- **ABOUT THIS EXERCISE**:
A faithful transcription of the entries below is required.

---------- DATA FOR PROCESSING ----------

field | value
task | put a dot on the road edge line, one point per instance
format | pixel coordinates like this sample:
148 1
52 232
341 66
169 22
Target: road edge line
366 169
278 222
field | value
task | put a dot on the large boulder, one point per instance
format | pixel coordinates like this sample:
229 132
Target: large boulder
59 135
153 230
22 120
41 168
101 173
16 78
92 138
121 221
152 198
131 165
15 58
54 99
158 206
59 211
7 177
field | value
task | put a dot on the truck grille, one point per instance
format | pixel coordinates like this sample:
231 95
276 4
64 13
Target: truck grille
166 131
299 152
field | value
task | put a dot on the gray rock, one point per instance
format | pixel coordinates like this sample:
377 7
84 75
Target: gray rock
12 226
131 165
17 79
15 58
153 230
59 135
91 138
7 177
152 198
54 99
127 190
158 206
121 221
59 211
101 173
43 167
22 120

----------

- **TASK RESULT**:
field | value
task | put a dot on the road edge line, one point per instance
format | pixel coordinates like this sample:
148 1
52 232
341 66
169 22
Target: road edge line
366 169
278 222
field | value
task | put a dot on the large boulder, one point per instance
format | pixel coordinates like this sample:
229 132
Target: large boulder
59 135
153 230
22 120
41 168
101 173
16 78
92 138
121 221
152 198
131 165
15 58
54 99
158 206
59 211
7 177
field | value
task | put a dot on the truck grille, one point per instance
format | pixel coordinates like this sample:
231 95
276 4
64 13
Target: truck grille
166 131
299 152
field | value
task | put a dot on the gray rock, one point per instance
format | pixel coordinates like this sample:
377 7
84 75
Target: gray rock
12 226
131 165
17 79
15 58
153 230
59 135
91 138
7 177
152 198
54 99
127 190
158 206
121 221
59 211
101 173
43 167
22 120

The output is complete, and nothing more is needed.